Render the stretch of records from the start through the line containing "0;165;200;200" as a two-column CSV with headers instruction and output. Give one row per record, with its text and its answer each in a single quoted field and line breaks replaced by spaces, and leave out the pictures.
-- Begin --
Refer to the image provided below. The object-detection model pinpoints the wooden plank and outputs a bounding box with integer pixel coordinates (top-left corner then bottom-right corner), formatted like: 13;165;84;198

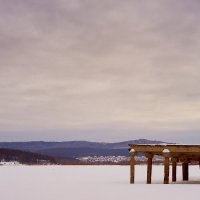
164;156;169;184
130;153;135;184
172;158;177;182
182;162;189;181
146;154;153;184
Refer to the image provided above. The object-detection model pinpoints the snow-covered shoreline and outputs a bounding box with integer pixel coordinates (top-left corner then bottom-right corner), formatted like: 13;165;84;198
0;165;200;200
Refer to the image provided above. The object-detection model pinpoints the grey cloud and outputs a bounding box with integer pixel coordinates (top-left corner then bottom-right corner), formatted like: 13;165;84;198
0;0;200;141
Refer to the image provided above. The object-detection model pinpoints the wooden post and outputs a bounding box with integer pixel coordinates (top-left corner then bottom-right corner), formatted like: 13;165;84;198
164;157;169;184
172;158;177;182
163;149;170;184
130;149;135;184
146;153;153;184
182;162;189;181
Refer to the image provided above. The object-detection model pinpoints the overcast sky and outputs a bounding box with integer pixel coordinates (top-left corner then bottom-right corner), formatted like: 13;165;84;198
0;0;200;143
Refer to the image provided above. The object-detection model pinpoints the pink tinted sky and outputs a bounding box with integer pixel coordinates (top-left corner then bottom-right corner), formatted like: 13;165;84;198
0;0;200;143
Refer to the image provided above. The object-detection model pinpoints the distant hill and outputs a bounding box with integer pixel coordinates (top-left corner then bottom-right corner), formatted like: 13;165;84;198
0;149;56;165
0;139;170;159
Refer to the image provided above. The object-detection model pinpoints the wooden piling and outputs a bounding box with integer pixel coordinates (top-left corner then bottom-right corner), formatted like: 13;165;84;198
172;158;177;182
130;152;135;184
182;162;189;181
164;156;169;184
146;154;153;184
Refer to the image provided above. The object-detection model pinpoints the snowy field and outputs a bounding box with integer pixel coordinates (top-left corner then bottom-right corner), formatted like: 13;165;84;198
0;166;200;200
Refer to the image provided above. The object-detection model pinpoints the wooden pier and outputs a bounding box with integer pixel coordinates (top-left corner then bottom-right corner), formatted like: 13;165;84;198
129;144;200;184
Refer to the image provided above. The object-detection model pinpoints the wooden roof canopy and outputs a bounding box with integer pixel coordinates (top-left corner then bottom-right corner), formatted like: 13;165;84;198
129;144;200;160
129;144;200;184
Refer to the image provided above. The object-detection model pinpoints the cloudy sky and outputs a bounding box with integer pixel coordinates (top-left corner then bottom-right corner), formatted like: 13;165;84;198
0;0;200;143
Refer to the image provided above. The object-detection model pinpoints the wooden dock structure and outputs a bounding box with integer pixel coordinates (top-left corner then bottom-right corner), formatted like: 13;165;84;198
129;144;200;184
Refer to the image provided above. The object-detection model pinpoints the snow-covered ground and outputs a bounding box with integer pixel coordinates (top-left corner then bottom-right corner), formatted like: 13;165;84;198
0;166;200;200
0;161;21;166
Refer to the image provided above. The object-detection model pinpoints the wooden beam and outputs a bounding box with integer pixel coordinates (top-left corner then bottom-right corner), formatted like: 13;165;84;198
146;153;153;184
182;162;189;181
130;152;135;184
164;156;169;184
172;158;177;182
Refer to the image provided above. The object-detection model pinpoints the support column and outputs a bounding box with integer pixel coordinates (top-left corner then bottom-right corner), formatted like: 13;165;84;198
130;149;136;184
172;158;178;182
163;149;170;184
182;162;189;181
146;153;153;184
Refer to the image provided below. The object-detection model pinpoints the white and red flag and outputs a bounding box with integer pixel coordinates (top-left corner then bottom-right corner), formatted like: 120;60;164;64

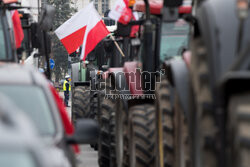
55;2;109;60
11;10;24;48
109;0;133;24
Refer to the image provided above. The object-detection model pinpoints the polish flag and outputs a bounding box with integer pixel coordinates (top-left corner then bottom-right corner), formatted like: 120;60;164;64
109;0;133;24
11;10;24;48
55;2;109;60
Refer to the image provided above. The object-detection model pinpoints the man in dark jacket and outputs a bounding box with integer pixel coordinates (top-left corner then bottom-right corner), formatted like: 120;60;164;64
63;75;71;107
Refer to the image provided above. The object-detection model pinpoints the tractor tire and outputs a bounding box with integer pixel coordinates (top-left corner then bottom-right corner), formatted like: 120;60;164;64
190;38;219;167
154;77;175;167
174;95;191;167
72;86;90;122
227;92;250;167
155;77;190;167
129;105;155;167
113;99;128;167
72;86;98;150
98;82;116;167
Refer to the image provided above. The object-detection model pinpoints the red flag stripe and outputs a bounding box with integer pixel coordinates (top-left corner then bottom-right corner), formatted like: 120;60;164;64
61;26;87;54
83;20;109;60
12;10;24;48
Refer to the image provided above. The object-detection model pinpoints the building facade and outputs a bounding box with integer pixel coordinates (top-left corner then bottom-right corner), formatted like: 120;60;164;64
71;0;115;15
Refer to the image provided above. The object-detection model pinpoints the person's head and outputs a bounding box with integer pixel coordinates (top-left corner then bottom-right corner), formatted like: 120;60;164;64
65;75;70;81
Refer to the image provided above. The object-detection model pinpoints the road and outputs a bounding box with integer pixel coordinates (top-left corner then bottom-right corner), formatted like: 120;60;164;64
60;92;98;167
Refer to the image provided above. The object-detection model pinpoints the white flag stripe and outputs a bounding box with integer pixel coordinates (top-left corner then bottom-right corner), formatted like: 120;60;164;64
109;0;126;20
55;2;93;39
81;2;102;59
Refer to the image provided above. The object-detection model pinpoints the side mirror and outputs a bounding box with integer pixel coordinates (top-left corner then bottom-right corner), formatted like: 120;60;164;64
39;5;55;31
102;65;109;71
67;119;99;144
164;0;183;8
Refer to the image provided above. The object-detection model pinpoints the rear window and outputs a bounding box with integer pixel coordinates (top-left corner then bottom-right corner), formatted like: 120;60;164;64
0;85;56;136
0;15;6;60
160;20;189;61
0;150;38;167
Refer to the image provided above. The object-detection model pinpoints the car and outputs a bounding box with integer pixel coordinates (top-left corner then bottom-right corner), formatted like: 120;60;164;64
0;94;64;167
0;64;98;166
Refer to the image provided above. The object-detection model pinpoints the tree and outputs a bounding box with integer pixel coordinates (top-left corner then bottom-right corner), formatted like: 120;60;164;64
47;0;76;82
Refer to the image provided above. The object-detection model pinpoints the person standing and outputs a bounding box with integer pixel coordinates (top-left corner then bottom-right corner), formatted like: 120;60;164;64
63;75;71;107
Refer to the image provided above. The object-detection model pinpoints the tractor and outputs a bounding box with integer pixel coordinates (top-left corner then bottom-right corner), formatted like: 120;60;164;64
96;1;188;167
0;0;18;62
157;0;250;167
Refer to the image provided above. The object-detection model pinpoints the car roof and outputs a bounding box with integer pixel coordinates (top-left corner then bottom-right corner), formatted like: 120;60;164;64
0;94;54;167
0;64;48;86
0;63;64;141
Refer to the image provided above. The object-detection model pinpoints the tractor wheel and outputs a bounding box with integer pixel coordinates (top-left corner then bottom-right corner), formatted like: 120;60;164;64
-- End --
> **OUTPUT OF THE TASK**:
instruction,output
"Refer to the image provided below. The object-detection model pinpoints the wooden plank and outputs a bounding box with integer pixel coordinates (top-left corner then bottom-right corner), formatted like: 13;165;84;198","164;156;169;184 130;153;135;184 172;158;177;182 182;162;189;181 146;154;153;184"
"Refer to the image provided above. The object-detection model pinpoints the snow-covered shoreline and outputs a bounding box with integer pixel coordinates (top-left corner then bottom-right corner), formatted like: 13;165;84;198","0;165;200;200"